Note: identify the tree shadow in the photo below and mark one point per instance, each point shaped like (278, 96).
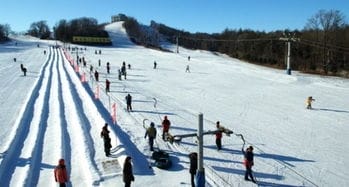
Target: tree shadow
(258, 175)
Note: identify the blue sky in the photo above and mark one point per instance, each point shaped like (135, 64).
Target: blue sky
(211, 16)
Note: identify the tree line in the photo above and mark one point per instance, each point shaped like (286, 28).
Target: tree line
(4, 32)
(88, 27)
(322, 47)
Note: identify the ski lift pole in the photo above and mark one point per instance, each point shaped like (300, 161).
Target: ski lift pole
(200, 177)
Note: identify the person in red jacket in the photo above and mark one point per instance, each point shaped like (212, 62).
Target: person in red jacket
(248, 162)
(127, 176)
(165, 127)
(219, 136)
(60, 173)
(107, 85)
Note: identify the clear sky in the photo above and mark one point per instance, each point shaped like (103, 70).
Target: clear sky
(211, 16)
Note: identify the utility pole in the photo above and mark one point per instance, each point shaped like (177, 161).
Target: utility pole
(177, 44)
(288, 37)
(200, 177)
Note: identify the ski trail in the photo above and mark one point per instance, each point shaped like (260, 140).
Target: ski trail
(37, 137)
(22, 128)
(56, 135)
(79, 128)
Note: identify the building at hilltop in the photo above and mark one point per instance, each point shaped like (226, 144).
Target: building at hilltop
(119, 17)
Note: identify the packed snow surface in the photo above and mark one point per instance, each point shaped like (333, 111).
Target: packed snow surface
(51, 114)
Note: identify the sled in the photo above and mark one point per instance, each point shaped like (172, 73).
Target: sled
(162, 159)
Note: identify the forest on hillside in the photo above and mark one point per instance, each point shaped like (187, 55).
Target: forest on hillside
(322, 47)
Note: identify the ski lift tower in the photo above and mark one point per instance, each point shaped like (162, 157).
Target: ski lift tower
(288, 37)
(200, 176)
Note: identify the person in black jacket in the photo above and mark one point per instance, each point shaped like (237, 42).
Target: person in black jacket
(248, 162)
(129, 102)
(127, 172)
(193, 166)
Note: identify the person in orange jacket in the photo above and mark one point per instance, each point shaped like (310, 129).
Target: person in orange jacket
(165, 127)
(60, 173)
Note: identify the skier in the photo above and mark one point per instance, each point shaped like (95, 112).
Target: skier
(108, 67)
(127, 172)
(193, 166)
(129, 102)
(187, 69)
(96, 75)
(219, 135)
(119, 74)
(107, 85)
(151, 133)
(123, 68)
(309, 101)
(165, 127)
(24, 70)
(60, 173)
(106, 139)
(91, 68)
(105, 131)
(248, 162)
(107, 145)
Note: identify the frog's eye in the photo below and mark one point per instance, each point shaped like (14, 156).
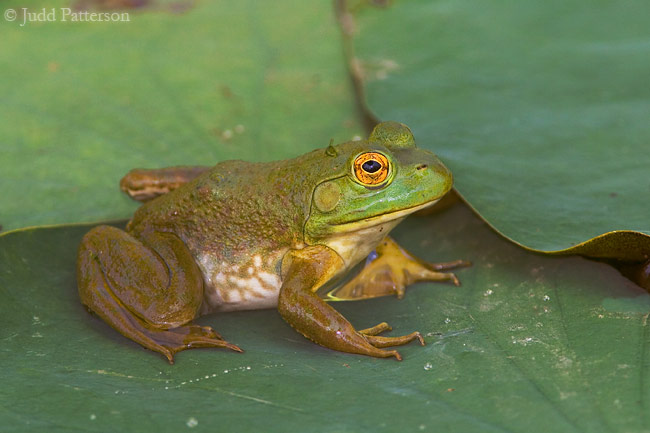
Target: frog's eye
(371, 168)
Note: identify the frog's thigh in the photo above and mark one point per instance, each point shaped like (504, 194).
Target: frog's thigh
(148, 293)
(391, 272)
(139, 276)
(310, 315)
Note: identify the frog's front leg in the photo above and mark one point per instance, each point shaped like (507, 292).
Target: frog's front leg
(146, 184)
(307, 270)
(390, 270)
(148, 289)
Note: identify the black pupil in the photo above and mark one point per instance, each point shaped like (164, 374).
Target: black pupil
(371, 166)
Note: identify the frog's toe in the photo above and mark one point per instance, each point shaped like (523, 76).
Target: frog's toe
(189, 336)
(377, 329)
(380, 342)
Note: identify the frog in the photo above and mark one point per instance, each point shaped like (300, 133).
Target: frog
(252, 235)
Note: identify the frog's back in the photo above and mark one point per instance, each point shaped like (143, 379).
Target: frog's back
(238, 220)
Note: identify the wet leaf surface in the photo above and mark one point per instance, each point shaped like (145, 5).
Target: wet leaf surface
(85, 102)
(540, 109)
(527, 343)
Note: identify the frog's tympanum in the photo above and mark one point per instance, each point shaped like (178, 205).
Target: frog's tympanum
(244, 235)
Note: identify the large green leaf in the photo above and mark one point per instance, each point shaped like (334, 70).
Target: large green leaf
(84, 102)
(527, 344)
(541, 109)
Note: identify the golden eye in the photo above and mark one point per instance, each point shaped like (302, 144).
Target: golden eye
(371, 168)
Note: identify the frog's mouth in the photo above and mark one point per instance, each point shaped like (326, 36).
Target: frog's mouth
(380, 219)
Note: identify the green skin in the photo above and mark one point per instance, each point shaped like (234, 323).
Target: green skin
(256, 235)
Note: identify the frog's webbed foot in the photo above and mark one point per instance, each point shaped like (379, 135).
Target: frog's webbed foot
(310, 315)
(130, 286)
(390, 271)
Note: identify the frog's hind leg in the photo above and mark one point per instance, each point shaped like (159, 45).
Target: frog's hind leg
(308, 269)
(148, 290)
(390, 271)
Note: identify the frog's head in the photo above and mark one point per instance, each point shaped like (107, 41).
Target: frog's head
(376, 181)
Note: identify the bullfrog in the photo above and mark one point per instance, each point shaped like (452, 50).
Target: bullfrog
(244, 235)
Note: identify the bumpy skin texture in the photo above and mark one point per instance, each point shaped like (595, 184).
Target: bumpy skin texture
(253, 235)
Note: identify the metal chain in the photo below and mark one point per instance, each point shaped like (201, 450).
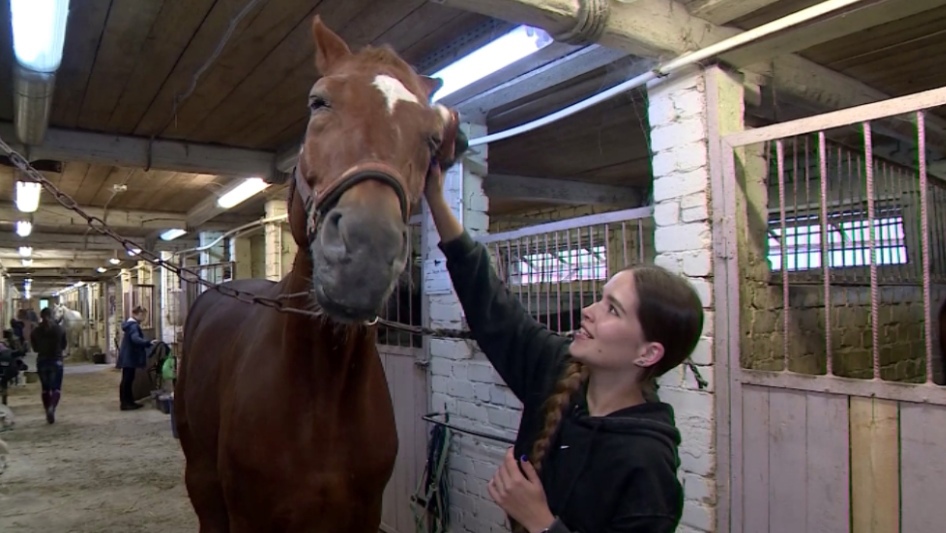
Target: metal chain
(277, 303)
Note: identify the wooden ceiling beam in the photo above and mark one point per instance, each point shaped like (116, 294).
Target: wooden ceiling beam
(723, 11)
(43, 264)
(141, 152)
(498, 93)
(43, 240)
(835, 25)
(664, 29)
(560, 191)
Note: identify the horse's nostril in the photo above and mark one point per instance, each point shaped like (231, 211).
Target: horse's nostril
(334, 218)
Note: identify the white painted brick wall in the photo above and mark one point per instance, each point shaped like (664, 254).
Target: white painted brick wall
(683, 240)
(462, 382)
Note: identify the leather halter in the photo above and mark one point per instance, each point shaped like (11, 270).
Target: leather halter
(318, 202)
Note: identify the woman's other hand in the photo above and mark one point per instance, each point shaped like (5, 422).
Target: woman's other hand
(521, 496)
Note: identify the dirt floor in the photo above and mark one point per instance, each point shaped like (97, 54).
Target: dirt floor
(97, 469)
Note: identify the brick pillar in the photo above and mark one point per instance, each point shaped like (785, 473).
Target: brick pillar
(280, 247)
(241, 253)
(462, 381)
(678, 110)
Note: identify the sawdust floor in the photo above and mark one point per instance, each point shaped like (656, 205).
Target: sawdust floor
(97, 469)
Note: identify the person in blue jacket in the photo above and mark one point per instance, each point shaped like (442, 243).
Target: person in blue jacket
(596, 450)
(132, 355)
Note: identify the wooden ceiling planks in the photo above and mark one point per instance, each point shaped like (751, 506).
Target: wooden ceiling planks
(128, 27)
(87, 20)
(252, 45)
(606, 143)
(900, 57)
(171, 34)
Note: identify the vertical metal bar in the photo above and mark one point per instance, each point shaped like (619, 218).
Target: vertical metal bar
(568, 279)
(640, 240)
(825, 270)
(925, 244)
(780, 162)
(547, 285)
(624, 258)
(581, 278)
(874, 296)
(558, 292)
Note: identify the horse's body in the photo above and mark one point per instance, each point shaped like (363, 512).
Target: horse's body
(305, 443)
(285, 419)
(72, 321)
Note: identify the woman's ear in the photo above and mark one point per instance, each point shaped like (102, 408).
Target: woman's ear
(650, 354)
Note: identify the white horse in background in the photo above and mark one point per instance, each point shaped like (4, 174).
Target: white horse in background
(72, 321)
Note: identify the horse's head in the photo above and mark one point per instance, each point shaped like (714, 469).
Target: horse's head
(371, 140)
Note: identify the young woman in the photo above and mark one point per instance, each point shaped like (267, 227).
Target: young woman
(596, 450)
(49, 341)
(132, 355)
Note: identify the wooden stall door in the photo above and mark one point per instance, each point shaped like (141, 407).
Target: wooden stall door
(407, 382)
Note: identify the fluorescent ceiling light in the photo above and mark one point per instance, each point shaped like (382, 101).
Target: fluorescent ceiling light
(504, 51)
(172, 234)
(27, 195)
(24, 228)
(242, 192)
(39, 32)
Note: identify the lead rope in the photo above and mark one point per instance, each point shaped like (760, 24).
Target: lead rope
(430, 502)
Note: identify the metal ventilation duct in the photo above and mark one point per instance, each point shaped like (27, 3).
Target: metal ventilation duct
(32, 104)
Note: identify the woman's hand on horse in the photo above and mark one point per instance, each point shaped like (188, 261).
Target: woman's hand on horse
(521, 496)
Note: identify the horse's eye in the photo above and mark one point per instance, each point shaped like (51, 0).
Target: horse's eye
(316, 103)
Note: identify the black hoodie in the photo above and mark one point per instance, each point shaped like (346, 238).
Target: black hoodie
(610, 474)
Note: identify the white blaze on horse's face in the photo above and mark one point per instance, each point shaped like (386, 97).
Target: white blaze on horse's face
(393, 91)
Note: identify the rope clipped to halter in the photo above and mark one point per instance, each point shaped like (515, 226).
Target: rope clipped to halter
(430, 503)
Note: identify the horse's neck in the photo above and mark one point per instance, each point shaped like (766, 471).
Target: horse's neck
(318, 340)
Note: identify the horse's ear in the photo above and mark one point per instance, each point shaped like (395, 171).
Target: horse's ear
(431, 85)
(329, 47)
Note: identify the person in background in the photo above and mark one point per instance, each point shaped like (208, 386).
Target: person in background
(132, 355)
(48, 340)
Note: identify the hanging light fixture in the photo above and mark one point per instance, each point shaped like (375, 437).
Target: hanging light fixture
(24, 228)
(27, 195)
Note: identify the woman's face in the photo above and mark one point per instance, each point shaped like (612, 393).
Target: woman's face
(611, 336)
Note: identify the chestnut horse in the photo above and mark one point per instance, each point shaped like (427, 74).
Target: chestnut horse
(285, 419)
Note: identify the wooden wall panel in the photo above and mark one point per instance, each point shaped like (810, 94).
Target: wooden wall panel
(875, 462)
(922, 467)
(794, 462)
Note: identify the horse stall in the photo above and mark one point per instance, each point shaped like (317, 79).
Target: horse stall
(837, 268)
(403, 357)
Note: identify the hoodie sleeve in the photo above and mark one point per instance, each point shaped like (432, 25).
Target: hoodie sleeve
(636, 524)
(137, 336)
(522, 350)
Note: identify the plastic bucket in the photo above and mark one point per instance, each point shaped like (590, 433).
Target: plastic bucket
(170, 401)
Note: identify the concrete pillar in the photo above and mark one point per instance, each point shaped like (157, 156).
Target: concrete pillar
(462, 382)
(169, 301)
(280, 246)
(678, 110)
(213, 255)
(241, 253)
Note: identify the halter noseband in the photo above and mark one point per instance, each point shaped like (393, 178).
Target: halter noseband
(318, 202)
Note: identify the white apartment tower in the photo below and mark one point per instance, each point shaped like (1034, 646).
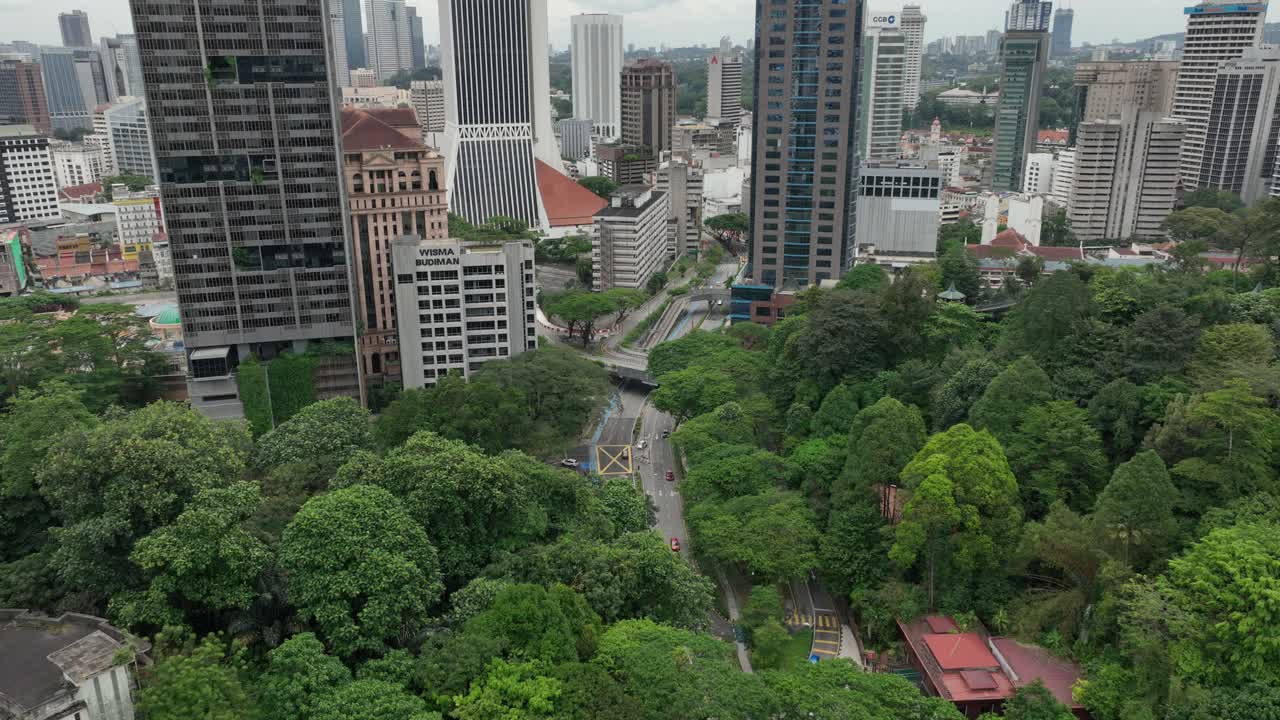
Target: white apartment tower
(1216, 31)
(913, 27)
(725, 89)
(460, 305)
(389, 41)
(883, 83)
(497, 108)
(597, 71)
····················
* _Objective_:
The lines to repeat start at the one holding "Note: identify the concrete" and run through the last line of the records above; write them out exactly, both ends included, but not the pictures.

* _Answer to this exercise_:
Note: identify the concrete pillar in the photo above and mark one point per instance, each point shaped like (157, 156).
Target: concrete pillar
(462, 382)
(169, 301)
(280, 246)
(678, 110)
(213, 255)
(241, 253)
Note: identify the halter noseband in the photo above and mark one point per instance, each point shaped like (393, 178).
Target: halter noseband
(318, 202)
Note: identify the white apartment tower in the photo below and mark one point per instance, each point shaped like (1034, 646).
Target: white apartment tower
(1216, 31)
(913, 27)
(725, 89)
(460, 305)
(389, 41)
(883, 83)
(497, 108)
(597, 71)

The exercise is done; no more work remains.